To do:
1 – Quote the passage of the gnome tutorial between "You will need: oddments" and "draw around it.", inclusive.
2 – Write what comes next in the Christmas gnome tutorial, picking up after its final sentence.

Selection:
----------
Featherglen Christmas Gnome Tutorial

Almost at the start of Advent,  and here's a little gift for you crafty folk out there, my first ever tutorial (sound the horns!) This little chap can be made as a Christmas gnome or Santa, or indeed in any colour for other times of the year. He can made in a variety of sizes (although the tiny ones are a bit fiddly, but hey, I know some of you thrive on the fiddly stuff.

If you wish you can give him a little pocket, front or back, to hold little surprises or notes of love..

I find they are quite companionable and like hanging out together. They almost took over my studio not so long ago...

Now then..onto the tutorial...sorry, some of these pictures a bit dark, but most of this was done after night had drawn in...and I hope I can explain OK, any questions, leave me a comment.

You will need: oddments of fabric - you can use up scraps and make the body, hat and back in different colours for a patchwork effect, linen or calico for the face, ribbon or ricrac trim (optional), wool or roving for the beard (I used some leftovers of Rowan's Biggy Print), stuffing, fine tipped permanant black pen, blusher and cotton bud (optional), small soft hairbrush, plus sewing kit.

First print out a pattern..Sorry, I'm not terribly teccie, so this is not a pdf or anything, but right click on it, then 'View Image' and you should be able to print it off and make it the size you wish. My pattern just over 11 inches high. In this tutorial, my pattern is black - it's on card to make it a bit more durable and I just draw around it.

Cut a strip of fabric for the face, allowing a quarter inch either side for the seam allowance - you can see I'm eyeballing the size I need... then cut fabric pieces for the front hat and front body, again allowing an extra quarter inch on one side.

Then sew these three pieces together like so..does it make sense now? Press the seams open.

If you want to add a strip of ribbon to the hat, now is a good time to do so. Pin, then sew it in place.

Now place the pattern on top, pin it on and cut it out.

So far, so good? Now for the beard. I used a lovely chunky wool which I cut into pieces, the length of the gnome. I then unravelled the wool strands, discarding any that were not the right colour. I ended up with about 10 lovely crinkly lengths. I think wool roving would be good for this too.
----------
Provided information:
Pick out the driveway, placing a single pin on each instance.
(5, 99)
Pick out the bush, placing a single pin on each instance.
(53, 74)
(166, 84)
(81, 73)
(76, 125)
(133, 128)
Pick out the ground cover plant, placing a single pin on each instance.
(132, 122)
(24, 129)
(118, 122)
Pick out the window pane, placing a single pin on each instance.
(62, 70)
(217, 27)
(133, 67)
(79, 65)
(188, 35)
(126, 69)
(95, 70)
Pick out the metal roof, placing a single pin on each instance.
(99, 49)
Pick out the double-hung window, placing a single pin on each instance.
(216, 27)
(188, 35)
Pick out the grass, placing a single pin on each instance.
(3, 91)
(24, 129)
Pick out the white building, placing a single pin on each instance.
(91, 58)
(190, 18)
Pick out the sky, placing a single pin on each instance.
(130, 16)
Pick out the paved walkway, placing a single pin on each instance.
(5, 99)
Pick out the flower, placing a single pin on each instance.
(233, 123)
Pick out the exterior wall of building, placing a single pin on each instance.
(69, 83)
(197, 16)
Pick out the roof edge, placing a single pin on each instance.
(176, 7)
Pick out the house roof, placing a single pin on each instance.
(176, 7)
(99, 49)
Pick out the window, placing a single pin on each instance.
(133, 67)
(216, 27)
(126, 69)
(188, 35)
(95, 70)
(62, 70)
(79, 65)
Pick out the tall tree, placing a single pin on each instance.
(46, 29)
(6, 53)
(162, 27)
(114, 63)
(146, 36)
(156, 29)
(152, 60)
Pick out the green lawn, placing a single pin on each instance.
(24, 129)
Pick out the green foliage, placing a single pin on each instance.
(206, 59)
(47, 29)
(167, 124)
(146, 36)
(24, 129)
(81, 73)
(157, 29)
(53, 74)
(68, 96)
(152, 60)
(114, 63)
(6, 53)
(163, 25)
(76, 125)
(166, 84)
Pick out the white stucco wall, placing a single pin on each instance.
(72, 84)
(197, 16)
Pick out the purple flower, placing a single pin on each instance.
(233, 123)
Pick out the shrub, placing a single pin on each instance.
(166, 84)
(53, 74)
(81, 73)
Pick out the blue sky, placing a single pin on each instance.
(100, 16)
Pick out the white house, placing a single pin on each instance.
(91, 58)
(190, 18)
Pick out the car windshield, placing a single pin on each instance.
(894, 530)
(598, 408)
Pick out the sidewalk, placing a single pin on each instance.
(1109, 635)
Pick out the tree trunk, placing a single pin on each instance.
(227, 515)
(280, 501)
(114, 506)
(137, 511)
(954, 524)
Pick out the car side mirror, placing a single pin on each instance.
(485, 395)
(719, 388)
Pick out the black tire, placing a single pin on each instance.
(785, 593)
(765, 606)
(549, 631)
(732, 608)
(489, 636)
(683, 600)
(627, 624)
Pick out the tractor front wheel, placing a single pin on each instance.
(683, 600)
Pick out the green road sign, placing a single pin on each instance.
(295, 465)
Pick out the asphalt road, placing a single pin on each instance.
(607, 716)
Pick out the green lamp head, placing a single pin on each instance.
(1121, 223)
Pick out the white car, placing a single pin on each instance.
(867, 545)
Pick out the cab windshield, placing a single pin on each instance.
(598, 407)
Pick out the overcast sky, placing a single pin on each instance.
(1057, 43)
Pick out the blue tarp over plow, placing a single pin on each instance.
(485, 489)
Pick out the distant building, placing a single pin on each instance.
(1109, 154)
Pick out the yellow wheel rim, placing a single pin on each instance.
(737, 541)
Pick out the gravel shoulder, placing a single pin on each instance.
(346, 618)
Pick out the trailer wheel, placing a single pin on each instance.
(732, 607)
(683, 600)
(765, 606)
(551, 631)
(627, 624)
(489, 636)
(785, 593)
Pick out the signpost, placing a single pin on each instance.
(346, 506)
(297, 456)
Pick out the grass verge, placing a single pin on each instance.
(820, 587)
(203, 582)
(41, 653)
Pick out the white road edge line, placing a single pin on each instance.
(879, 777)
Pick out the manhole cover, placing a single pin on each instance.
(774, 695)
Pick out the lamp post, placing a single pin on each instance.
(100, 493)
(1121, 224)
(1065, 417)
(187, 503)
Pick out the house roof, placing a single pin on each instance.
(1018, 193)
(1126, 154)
----------
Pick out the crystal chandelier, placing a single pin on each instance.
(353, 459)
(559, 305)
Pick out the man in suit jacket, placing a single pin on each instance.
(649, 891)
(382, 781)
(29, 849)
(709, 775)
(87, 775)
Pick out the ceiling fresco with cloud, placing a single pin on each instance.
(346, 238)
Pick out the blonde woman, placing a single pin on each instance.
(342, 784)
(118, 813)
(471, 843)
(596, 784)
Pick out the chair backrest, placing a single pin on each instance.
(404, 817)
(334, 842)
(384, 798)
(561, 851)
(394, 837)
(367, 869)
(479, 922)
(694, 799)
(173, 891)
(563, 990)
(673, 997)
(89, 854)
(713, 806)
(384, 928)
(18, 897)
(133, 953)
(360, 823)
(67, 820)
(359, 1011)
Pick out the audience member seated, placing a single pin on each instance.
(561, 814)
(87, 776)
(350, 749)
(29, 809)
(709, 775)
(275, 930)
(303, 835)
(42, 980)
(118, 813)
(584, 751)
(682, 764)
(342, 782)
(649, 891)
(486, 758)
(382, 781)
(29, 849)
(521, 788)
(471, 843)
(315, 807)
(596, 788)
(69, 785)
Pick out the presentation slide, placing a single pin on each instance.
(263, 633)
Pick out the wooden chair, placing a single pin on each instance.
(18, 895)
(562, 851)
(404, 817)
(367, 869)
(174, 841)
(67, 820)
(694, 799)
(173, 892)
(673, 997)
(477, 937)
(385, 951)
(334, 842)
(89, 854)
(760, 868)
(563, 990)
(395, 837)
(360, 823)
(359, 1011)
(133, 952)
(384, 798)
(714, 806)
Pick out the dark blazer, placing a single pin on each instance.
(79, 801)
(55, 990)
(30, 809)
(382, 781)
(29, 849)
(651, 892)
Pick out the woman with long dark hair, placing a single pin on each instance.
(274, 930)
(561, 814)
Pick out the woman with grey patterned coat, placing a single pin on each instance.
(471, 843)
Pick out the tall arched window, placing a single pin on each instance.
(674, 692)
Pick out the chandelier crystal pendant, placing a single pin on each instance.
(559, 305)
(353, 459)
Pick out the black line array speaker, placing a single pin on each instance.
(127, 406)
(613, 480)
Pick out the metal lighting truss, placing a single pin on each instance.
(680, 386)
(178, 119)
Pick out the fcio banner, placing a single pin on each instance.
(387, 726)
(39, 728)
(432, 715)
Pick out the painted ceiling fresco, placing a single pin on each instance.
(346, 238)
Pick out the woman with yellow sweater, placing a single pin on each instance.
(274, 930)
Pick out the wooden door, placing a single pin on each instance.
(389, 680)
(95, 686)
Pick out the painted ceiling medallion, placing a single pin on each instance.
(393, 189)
----------
Responses to the exercise:
1 –
You will need: oddments of fabric - you can use up scraps and make the body, hat and back in different colours for a patchwork effect, linen or calico for the face, ribbon or ricrac trim (optional), wool or roving for the beard (I used some leftovers of Rowan's Biggy Print), stuffing, fine tipped permanant black pen, blusher and cotton bud (optional), small soft hairbrush, plus sewing kit.

First print out a pattern..Sorry, I'm not terribly teccie, so this is not a pdf or anything, but right click on it, then 'View Image' and you should be able to print it off and make it the size you wish. My pattern just over 11 inches high. In this tutorial, my pattern is black - it's on card to make it a bit more durable and I just draw around it.

2 –
 The next bit is a tad tricky, but you'll get there. You need to sew the beard on following the line on the pattern (basically a gentle U shape from halfway up the side of the face). Hold the wool flat to sew it on evenly - you can always sew on an extra strand if you have any big gaps. Make sure you don't sew the wool right up to the edge of the fabric. This is how it looks when it is done.

Then you fold the beard over, ironing it a little if need be. Give the beard a little trim.

If you want to add a little pocket, you can do this now. Take a piece of fabric as wide as your gnome and as high as the body and press it in half. I used some old white linen. Pin it to the front of you gnome, fold towards the top, trim the fabric to the shape of the gnome like so..

Then twist the beard so it is well away from the seam allowance, and place the gnome right side down on the  backing fabric. Pin in place:

Sorry, this is an awful picture! Then, sew around the gnome following the seam allowance on the pattern. The allowance tapers towards the tip of the hat so it is not too bulky. Leave a gap for stuffing. Trim away extra fabric at the point of the hat, and cut the back to match the front. Then turn the gnome right side out - a blunt knitting needle is helpful for getting the point of the hat, but poke gently or you will be making lots of cross noises if you get a hole in that hat! Stuff lightly - I stuff the face and body, but not the hat. Then sew up the gap. If you wish you can sew a little hanger on the back at this stage. I use a 5" length of twine, folded and knotted together and stitched firmly in place.

Nearly done! Give the beard a gentle brushing to fluff it up, then trim to desired length. Mark two small eyes with the black marker, then apply a bit of blusher with a cotton bud. The pocket can be turned to the front or back. Fill with some token of love. 

Phew! Here endeth the most monster posting ever. Please do let me know if you make a gnome and send me a link to your picture of it, I'd love to see what you make too!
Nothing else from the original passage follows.